* Document section
* * *

Regular executable files. The files you execute can be either ELF executable of shared object files [5]

And with that we have derived the familiar landscape of binaries in linux!

Afterword

Hopefully this blog post made you appreciate the engineering of binary formats and linking a little bit more. I hope it also gave you the bigger picture that will help you read any ELF, ABI, linker or low level manuals you read in the future. Thank you for reading!!

Notes

[1] The notion of relocatability used thoughout this post is akin to position-independence used in different contexts.

[2] In reality, using a common address space in real computers is very impractical. Programs intended to be running at the same time as other processes would need to be aware of all regions that are in potential use by every other process so they do not mistakenly interfere with them. In reality, processors incorporate an extra abstraction called address translation, which translates virtual addresses referenced by the program, into some physical address that the operated system chose carefully to avoid any interference. With that convenient abstraction, programs can be all compiled to the same virtual address space with no real overlap.

[3] Steps 1 and 2 are often combined into one in load-memory architectures (e.g. amd64), while they are always distinct steps in load-store architectures (e.g. ARM)

[4] In many cases binary representations can go even simpler than that. Microcontrollers only run a single program so they already know at which memory region the program is going to be loaded to. They also don’t have the operating system abstraction so no one enforces program permissions (the code runs at “ring-0”). In fact those processors usually just use the raw program data as is! objcopy -O binary code.elf finalbin.bin is how the file to be flashed is obtained

[5] In reality, the vast majority of linux executables are ELF shared objects. This is done so that executables can be moved around the address space, as far as I know for security reasons (see Address Space Layout Randomization)

* * *

* Requirement 1
Determine how many lines of the records contain the string "positive". Reply with the number alone.

* * *

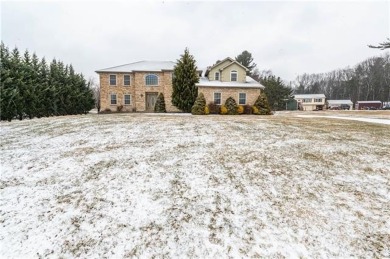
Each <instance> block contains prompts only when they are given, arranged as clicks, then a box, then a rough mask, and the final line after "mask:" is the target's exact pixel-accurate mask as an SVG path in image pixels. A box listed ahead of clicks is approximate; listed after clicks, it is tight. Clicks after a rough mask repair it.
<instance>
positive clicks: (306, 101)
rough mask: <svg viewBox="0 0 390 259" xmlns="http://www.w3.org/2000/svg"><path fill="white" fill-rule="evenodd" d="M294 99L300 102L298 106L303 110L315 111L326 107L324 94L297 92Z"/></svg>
mask: <svg viewBox="0 0 390 259" xmlns="http://www.w3.org/2000/svg"><path fill="white" fill-rule="evenodd" d="M294 99H295V100H296V101H297V102H298V108H299V110H302V111H314V110H324V109H325V99H326V97H325V95H324V94H297V95H295V96H294Z"/></svg>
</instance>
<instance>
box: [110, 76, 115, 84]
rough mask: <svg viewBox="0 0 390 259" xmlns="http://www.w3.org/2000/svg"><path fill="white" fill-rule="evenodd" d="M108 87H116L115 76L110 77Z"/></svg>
mask: <svg viewBox="0 0 390 259" xmlns="http://www.w3.org/2000/svg"><path fill="white" fill-rule="evenodd" d="M110 85H116V75H110Z"/></svg>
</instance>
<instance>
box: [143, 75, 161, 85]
mask: <svg viewBox="0 0 390 259" xmlns="http://www.w3.org/2000/svg"><path fill="white" fill-rule="evenodd" d="M145 85H158V76H156V75H153V74H149V75H147V76H146V77H145Z"/></svg>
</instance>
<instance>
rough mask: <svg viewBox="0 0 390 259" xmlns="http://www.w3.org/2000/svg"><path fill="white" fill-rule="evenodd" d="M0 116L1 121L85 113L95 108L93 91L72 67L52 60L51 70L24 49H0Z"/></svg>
mask: <svg viewBox="0 0 390 259" xmlns="http://www.w3.org/2000/svg"><path fill="white" fill-rule="evenodd" d="M0 55H1V57H0V61H1V62H0V66H1V75H0V117H1V120H8V121H11V120H12V119H15V118H17V119H20V120H22V119H24V118H26V117H28V118H30V119H32V118H34V117H38V118H39V117H42V116H53V115H67V114H85V113H88V111H89V110H91V109H92V108H93V106H94V99H93V94H92V90H91V89H90V88H89V86H88V84H87V82H86V80H85V79H84V76H83V75H82V74H76V73H75V72H74V70H73V68H72V66H71V65H70V66H68V65H65V64H64V63H63V62H61V61H57V60H55V59H54V60H53V62H51V64H50V67H49V66H48V65H47V64H46V61H45V59H44V58H42V60H41V61H39V59H38V57H37V56H36V55H35V54H33V55H32V56H30V54H29V52H28V51H27V50H26V51H25V53H24V55H23V57H20V54H19V50H18V48H16V47H15V49H14V50H13V51H12V52H10V51H9V50H8V48H7V47H6V46H5V45H4V43H3V42H2V43H1V46H0Z"/></svg>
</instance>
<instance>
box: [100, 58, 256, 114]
mask: <svg viewBox="0 0 390 259" xmlns="http://www.w3.org/2000/svg"><path fill="white" fill-rule="evenodd" d="M175 65H176V63H175V62H172V61H140V62H135V63H130V64H125V65H121V66H116V67H110V68H105V69H100V70H97V71H96V73H98V74H99V79H100V91H101V92H100V106H101V110H102V111H109V110H110V111H117V110H121V111H142V112H144V111H146V112H153V111H154V105H155V103H156V100H157V95H158V94H159V93H163V94H164V98H165V104H166V110H167V111H168V112H177V111H179V109H177V108H176V107H175V106H174V105H173V104H172V98H171V96H172V90H173V88H172V75H173V69H174V66H175ZM197 72H198V74H199V76H200V79H199V83H197V84H196V86H197V87H198V92H202V93H203V94H204V96H205V98H206V101H207V102H214V103H216V104H223V103H224V102H225V100H226V99H227V98H228V97H230V96H231V97H233V98H234V99H235V100H236V102H237V103H238V104H241V105H245V104H250V105H253V104H254V102H255V101H256V99H257V97H258V96H259V94H260V91H261V89H262V88H263V86H262V85H261V84H259V83H258V82H256V81H255V80H254V79H252V78H251V77H249V76H246V72H247V69H246V68H245V67H244V66H243V65H241V64H240V63H238V62H237V61H235V60H234V59H232V58H226V59H224V60H222V61H221V62H218V63H217V64H215V65H214V66H212V67H210V68H209V69H208V70H206V71H205V73H204V76H202V74H203V71H202V70H198V71H197Z"/></svg>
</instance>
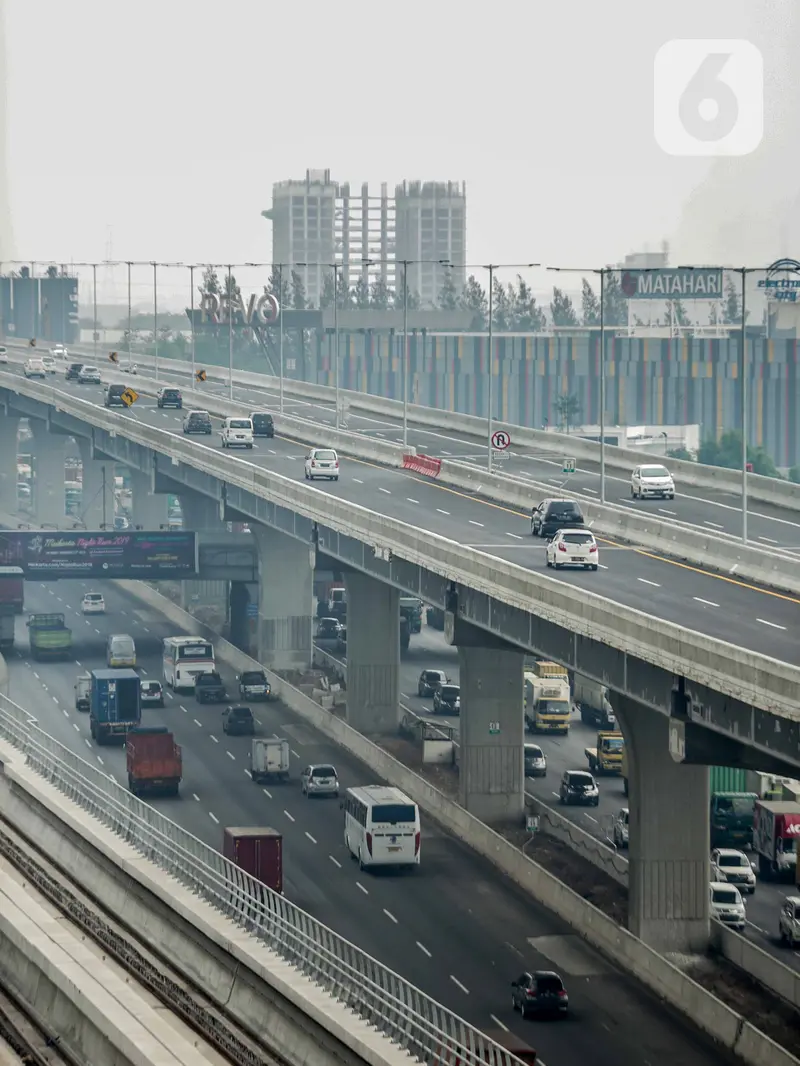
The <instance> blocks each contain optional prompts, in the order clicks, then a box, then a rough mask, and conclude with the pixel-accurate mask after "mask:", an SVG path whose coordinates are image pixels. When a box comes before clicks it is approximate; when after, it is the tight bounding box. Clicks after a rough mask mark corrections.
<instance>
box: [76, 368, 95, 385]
mask: <svg viewBox="0 0 800 1066" xmlns="http://www.w3.org/2000/svg"><path fill="white" fill-rule="evenodd" d="M78 384H79V385H100V384H101V382H100V371H99V370H98V369H97V367H81V369H80V372H79V373H78Z"/></svg>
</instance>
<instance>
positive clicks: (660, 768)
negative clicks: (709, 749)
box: [610, 692, 710, 954]
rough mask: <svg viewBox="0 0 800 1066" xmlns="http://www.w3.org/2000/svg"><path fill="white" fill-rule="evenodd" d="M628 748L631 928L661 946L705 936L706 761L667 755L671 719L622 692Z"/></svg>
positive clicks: (700, 942)
mask: <svg viewBox="0 0 800 1066" xmlns="http://www.w3.org/2000/svg"><path fill="white" fill-rule="evenodd" d="M610 700H611V704H612V706H613V708H614V711H615V712H617V715H618V716H619V720H620V723H621V725H622V729H623V732H624V736H625V746H626V748H627V752H628V759H627V761H628V766H627V773H628V809H629V812H630V813H629V827H628V862H629V866H628V928H629V930H630V932H631V933H633V934H634V935H635V936H638V937H639V938H640V939H641V940H643V941H644V942H645V943H646V944H649V946H650V947H651V948H654V949H655V950H656V951H673V952H683V953H689V954H690V953H695V952H701V953H702V952H705V950H706V948H707V944H708V935H709V926H708V854H709V849H710V842H709V828H708V805H709V791H708V768H707V766H701V765H688V764H686V763H681V762H675V761H674V760H673V758H672V757H671V756H670V749H669V727H670V720H669V718H668V717H667V716H666V715H665V714H659V713H658V712H657V711H652V710H650V709H649V708H646V707H644V706H643V705H642V704H638V702H636V701H635V700H633V699H630V698H628V697H626V696H623V695H622V694H620V693H618V692H613V693H611V694H610Z"/></svg>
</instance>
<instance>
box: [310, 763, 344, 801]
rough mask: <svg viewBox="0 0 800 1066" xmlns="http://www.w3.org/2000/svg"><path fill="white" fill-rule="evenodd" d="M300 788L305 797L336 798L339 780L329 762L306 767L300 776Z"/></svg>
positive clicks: (338, 790)
mask: <svg viewBox="0 0 800 1066" xmlns="http://www.w3.org/2000/svg"><path fill="white" fill-rule="evenodd" d="M300 788H301V791H302V792H303V795H306V796H337V795H338V794H339V778H338V775H337V773H336V768H335V766H332V765H331V763H330V762H324V763H320V764H319V765H315V766H306V768H305V770H304V771H303V773H302V774H301V775H300Z"/></svg>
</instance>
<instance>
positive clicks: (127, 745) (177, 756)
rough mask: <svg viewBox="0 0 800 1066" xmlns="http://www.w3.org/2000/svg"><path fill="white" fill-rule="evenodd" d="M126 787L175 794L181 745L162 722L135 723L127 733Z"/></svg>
mask: <svg viewBox="0 0 800 1066" xmlns="http://www.w3.org/2000/svg"><path fill="white" fill-rule="evenodd" d="M125 743H126V753H127V757H128V788H129V789H130V791H131V792H132V793H133V795H134V796H138V795H142V793H144V792H160V793H165V794H166V795H174V796H176V795H177V794H178V790H179V789H180V778H181V777H182V773H183V759H182V756H181V750H180V746H179V745H178V744H176V743H175V738H174V737H173V734H172V733H171V732H170V730H169V729H167V728H166V727H165V726H138V727H137V728H135V729H131V730H130V731H129V732H127V733H126V742H125Z"/></svg>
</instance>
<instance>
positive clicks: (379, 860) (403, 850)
mask: <svg viewBox="0 0 800 1066" xmlns="http://www.w3.org/2000/svg"><path fill="white" fill-rule="evenodd" d="M341 807H342V809H343V811H345V845H346V846H347V847H348V849H349V850H350V852H351V853H352V854H353V855H354V856H355V858H357V859H358V866H359V867H361V868H362V870H363V869H364V868H365V867H371V866H406V867H413V866H418V865H419V851H420V824H419V808H418V807H417V805H416V804H415V803H414V801H413V800H410V798H409V797H407V796H406V795H405V793H404V792H401V791H400V789H395V788H389V787H388V786H386V785H367V786H365V787H364V788H359V789H348V790H347V792H346V793H345V798H343V801H342V803H341Z"/></svg>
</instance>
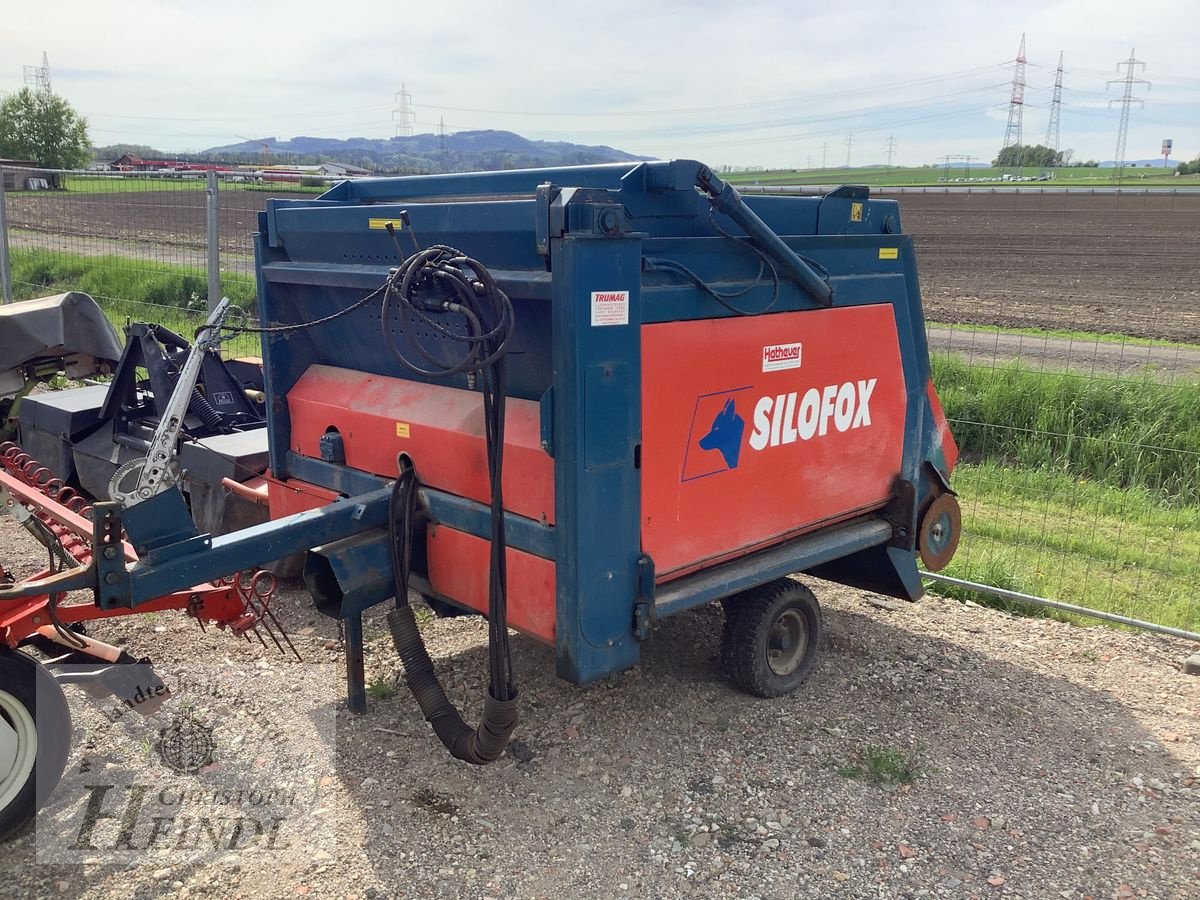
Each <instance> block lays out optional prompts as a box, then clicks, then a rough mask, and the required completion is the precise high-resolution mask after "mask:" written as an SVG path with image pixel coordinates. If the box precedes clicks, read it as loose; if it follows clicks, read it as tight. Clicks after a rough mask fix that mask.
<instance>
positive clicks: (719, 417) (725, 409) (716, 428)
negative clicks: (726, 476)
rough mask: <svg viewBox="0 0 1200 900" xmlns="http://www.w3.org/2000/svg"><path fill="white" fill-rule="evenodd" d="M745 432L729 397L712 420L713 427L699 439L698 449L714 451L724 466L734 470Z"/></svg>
mask: <svg viewBox="0 0 1200 900" xmlns="http://www.w3.org/2000/svg"><path fill="white" fill-rule="evenodd" d="M745 430H746V422H745V419H743V418H742V416H740V415H738V412H737V409H736V408H734V406H733V398H732V397H730V398H728V400H727V401H726V403H725V406H724V407H721V409H720V412H719V413H718V414H716V418H715V419H713V427H710V428H709V430H708V433H707V434H706V436H704V437H702V438H701V439H700V448H701V450H716V451H718V452H719V454H720V455H721V457H722V458H724V460H725V464H726V466H728V467H730V468H731V469H736V468H737V467H738V456H739V455H740V454H742V436H743V434H744V433H745Z"/></svg>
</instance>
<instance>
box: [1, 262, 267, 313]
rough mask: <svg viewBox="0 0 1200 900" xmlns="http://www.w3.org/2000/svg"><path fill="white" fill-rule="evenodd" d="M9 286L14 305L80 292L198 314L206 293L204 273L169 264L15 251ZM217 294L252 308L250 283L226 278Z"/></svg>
mask: <svg viewBox="0 0 1200 900" xmlns="http://www.w3.org/2000/svg"><path fill="white" fill-rule="evenodd" d="M12 282H13V293H14V295H16V299H17V300H25V299H28V298H31V296H42V295H46V294H53V293H61V292H64V290H83V292H85V293H88V294H91V295H92V296H94V298H106V299H112V300H122V301H126V302H137V304H149V305H151V306H164V307H175V308H180V310H187V311H192V312H196V311H203V310H204V307H205V298H206V295H208V292H209V282H208V276H206V275H205V272H204V269H199V268H191V266H186V265H173V264H169V263H155V264H154V265H148V264H145V263H139V262H136V260H130V259H127V258H125V257H120V256H85V254H82V253H70V252H66V251H47V250H28V248H14V250H13V251H12ZM221 290H222V293H223V294H224V295H227V296H229V298H230V299H232V300H233V301H234V302H235V304H238V305H239V306H241V307H244V308H253V306H254V301H256V298H254V283H253V281H251V280H250V278H246V277H233V276H227V277H222V280H221Z"/></svg>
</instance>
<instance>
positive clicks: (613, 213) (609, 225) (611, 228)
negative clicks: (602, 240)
mask: <svg viewBox="0 0 1200 900" xmlns="http://www.w3.org/2000/svg"><path fill="white" fill-rule="evenodd" d="M599 227H600V233H601V234H613V233H616V230H617V212H616V210H611V209H606V210H605V211H604V212H601V214H600V222H599Z"/></svg>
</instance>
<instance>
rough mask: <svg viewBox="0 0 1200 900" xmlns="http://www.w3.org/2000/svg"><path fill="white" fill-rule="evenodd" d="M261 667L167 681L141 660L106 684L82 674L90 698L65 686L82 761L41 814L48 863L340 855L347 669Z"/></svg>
mask: <svg viewBox="0 0 1200 900" xmlns="http://www.w3.org/2000/svg"><path fill="white" fill-rule="evenodd" d="M257 666H263V667H262V668H259V667H257ZM257 666H256V665H254V664H251V662H250V661H248V660H247V665H246V666H245V667H229V666H223V665H222V662H221V661H220V660H218V661H217V662H216V664H215V665H203V666H202V665H197V666H194V667H191V668H188V670H187V671H178V672H173V673H163V674H161V679H160V674H156V673H155V672H154V671H152V670H151V667H150V666H148V665H142V664H138V665H130V666H120V672H119V676H120V677H119V678H113V679H110V680H109V683H107V684H106V683H104V682H103V680H97V679H92V680H90V682H88V680H85V679H83V678H80V679H78V680H76V683H77V684H83V685H84V690H82V691H80V690H73V689H72V688H67V696H68V700H70V702H71V712H72V718H73V720H74V734H73V736H72V740H71V743H72V755H71V758H70V760H68V763H67V769H66V773H65V774H64V776H62V780H61V782H60V784H59V786H58V788H56V790H55V791H54V793H53V796H52V797H50V799H49V802H48V803H47V804H46V806H43V809H42V810H41V811H40V812H38V815H37V821H36V824H35V828H36V854H37V859H38V862H44V863H59V864H72V863H76V864H78V863H101V864H109V863H116V864H126V865H128V864H144V865H160V866H161V865H180V864H212V863H218V864H242V863H247V862H270V863H292V862H306V860H310V859H311V858H312V856H313V853H317V852H318V851H324V853H329V854H332V853H334V852H335V850H336V845H335V829H334V824H332V821H331V817H332V812H334V796H332V785H334V784H335V778H336V769H335V751H336V744H335V733H334V725H335V716H334V707H335V703H334V702H332V701H334V698H335V697H336V696H337V691H338V686H340V680H341V679H340V678H338V673H337V671H336V668H335V667H334V666H331V665H324V666H323V665H312V664H304V665H301V664H289V662H282V661H281V662H276V664H274V665H270V664H265V665H264V661H262V660H260V661H259V662H258V664H257ZM83 674H84V672H83V670H80V676H83ZM139 697H142V698H145V697H152V698H155V700H156V701H160V702H157V703H148V702H145V701H144V700H143V701H142V702H139V701H138V698H139ZM281 697H286V698H287V701H286V702H281Z"/></svg>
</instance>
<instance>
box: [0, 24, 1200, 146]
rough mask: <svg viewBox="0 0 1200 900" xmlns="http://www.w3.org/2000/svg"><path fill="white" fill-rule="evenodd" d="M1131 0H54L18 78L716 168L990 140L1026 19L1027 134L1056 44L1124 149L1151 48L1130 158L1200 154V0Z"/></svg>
mask: <svg viewBox="0 0 1200 900" xmlns="http://www.w3.org/2000/svg"><path fill="white" fill-rule="evenodd" d="M1156 8H1157V12H1153V14H1147V10H1146V7H1142V6H1139V5H1138V4H1130V2H1128V1H1126V2H1110V1H1109V0H1091V1H1088V2H1084V1H1082V0H1066V1H1063V2H1054V1H1052V0H1006V1H1004V2H962V1H961V0H960V1H958V2H948V1H947V0H918V1H917V2H911V4H901V2H896V1H895V0H892V1H889V2H882V1H880V2H877V1H876V0H854V1H853V2H846V4H833V2H828V0H824V1H822V2H798V1H796V2H781V1H780V0H774V1H758V0H743V1H742V2H712V0H690V1H689V2H680V1H677V0H658V2H641V4H640V2H631V1H630V0H605V1H600V0H594V1H593V2H574V0H556V1H553V2H546V1H544V0H515V2H484V1H482V0H480V1H479V2H462V1H460V0H439V1H438V2H420V4H414V2H404V1H403V0H390V1H389V2H377V1H376V0H359V1H358V2H354V4H337V2H328V1H325V2H310V1H308V0H290V1H289V2H274V1H264V0H258V1H254V0H251V1H250V2H246V1H242V2H229V1H228V0H208V1H206V2H185V1H184V0H175V1H174V2H172V1H168V0H142V1H140V2H138V4H134V5H132V6H114V5H110V4H96V2H86V4H85V2H48V4H42V5H40V6H37V7H36V11H34V7H30V10H29V13H28V14H22V16H10V17H6V19H5V24H4V29H2V30H0V91H13V90H19V89H20V86H22V83H23V66H24V65H29V64H38V62H41V59H42V53H43V50H44V52H46V53H47V54H48V55H49V64H50V78H52V83H53V88H54V90H55V91H56V92H59V94H61V95H64V96H65V97H67V100H70V101H71V102H72V103H73V104H74V107H76V108H77V109H78V110H79V112H80V113H83V114H84V115H86V116H88V120H89V122H90V128H91V137H92V140H94V142H95V143H97V144H112V143H118V142H125V143H138V144H150V145H152V146H156V148H160V149H162V150H164V151H172V150H175V151H181V150H200V149H204V148H208V146H214V145H220V144H229V143H235V142H236V140H238V139H239V138H240V137H246V138H258V137H278V138H281V139H282V138H289V137H294V136H296V134H314V136H322V137H340V138H344V137H355V136H365V137H390V136H391V134H394V133H395V126H394V122H392V109H394V107H395V106H396V98H395V95H396V91H398V90H400V88H401V83H403V84H404V85H406V86H407V88H408V91H409V92H410V94H412V98H413V100H412V102H413V109H414V112H415V114H416V122H415V131H416V132H418V133H420V132H433V131H436V130H437V126H438V122H439V120H440V119H443V118H444V120H445V125H446V128H448V130H449V131H466V130H474V128H506V130H510V131H515V132H518V133H520V134H523V136H526V137H529V138H542V139H551V140H572V142H576V143H581V144H608V145H612V146H617V148H620V149H623V150H628V151H630V152H636V154H644V155H649V156H659V157H671V156H676V157H697V158H701V160H703V161H706V162H708V163H710V164H715V166H720V164H726V163H730V164H736V166H766V167H773V168H778V167H805V166H808V164H812V166H820V164H822V160H824V162H826V164H828V166H839V164H845V163H846V161H847V145H846V144H847V136H848V134H853V142H852V145H851V146H850V162H851V163H852V164H856V166H862V164H869V163H881V162H884V161H886V158H887V157H886V144H887V142H888V138H889V137H890V136H894V138H895V145H896V146H895V156H894V162H895V164H905V166H912V164H920V163H929V162H935V161H936V160H937V157H940V156H942V155H946V154H955V155H959V154H965V155H966V154H968V155H973V156H977V157H979V158H983V160H990V158H992V157H994V156H995V154H996V151H997V150H998V148H1000V145H1001V143H1002V140H1003V137H1004V127H1006V122H1007V119H1008V100H1009V91H1010V82H1012V77H1013V73H1012V66H1010V62H1009V65H1008V67H1006V61H1010V60H1012V59H1013V58H1014V56H1015V55H1016V49H1018V44H1019V42H1020V38H1021V32H1022V31H1024V32H1026V55H1027V58H1028V60H1030V66H1028V70H1027V82H1028V86H1027V89H1026V107H1025V120H1024V128H1025V143H1042V140H1044V138H1045V130H1046V120H1048V115H1049V107H1050V100H1051V95H1052V85H1054V77H1055V68H1056V66H1057V60H1058V52H1060V50H1063V52H1064V54H1066V64H1064V68H1066V70H1067V74H1066V76H1064V78H1063V85H1064V90H1063V102H1062V115H1061V119H1062V146H1063V148H1073V149H1074V150H1075V156H1076V158H1088V157H1091V158H1099V160H1110V158H1112V156H1114V151H1115V145H1116V136H1117V124H1118V119H1120V108H1118V107H1114V108H1111V109H1110V108H1109V100H1112V98H1118V97H1120V96H1121V95H1122V92H1123V88H1122V85H1112V86H1111V88H1109V89H1105V82H1106V80H1108V79H1114V78H1120V77H1121V74H1120V73H1118V72H1117V70H1116V64H1117V61H1118V60H1122V59H1124V58H1128V55H1129V52H1130V49H1134V48H1135V49H1136V58H1138V59H1139V60H1144V61H1145V62H1146V68H1145V71H1144V72H1142V71H1141V70H1140V68H1139V71H1138V73H1136V74H1138V77H1140V78H1145V79H1147V80H1150V82H1152V83H1153V86H1152V89H1150V90H1147V89H1146V86H1145V85H1139V86H1138V89H1136V90H1135V96H1139V97H1142V98H1144V100H1145V108H1138V107H1136V106H1135V107H1134V108H1133V109H1132V112H1130V122H1129V139H1128V149H1127V152H1126V156H1127V158H1130V160H1133V158H1144V157H1153V156H1157V155H1158V152H1159V148H1160V144H1162V140H1163V138H1174V140H1175V154H1174V156H1172V160H1187V158H1194V157H1196V156H1200V54H1198V50H1200V5H1198V4H1195V2H1193V1H1192V0H1181V1H1180V2H1176V4H1168V5H1160V6H1158V7H1156Z"/></svg>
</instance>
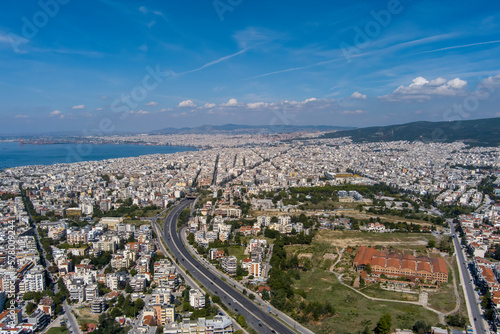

* * *

* Requirement 2
According to the notes in the post on binary formats, what kind of file are the vast majority of Linux executables in reality?

* Expected output 1
8

* Expected output 2
ELF shared objects.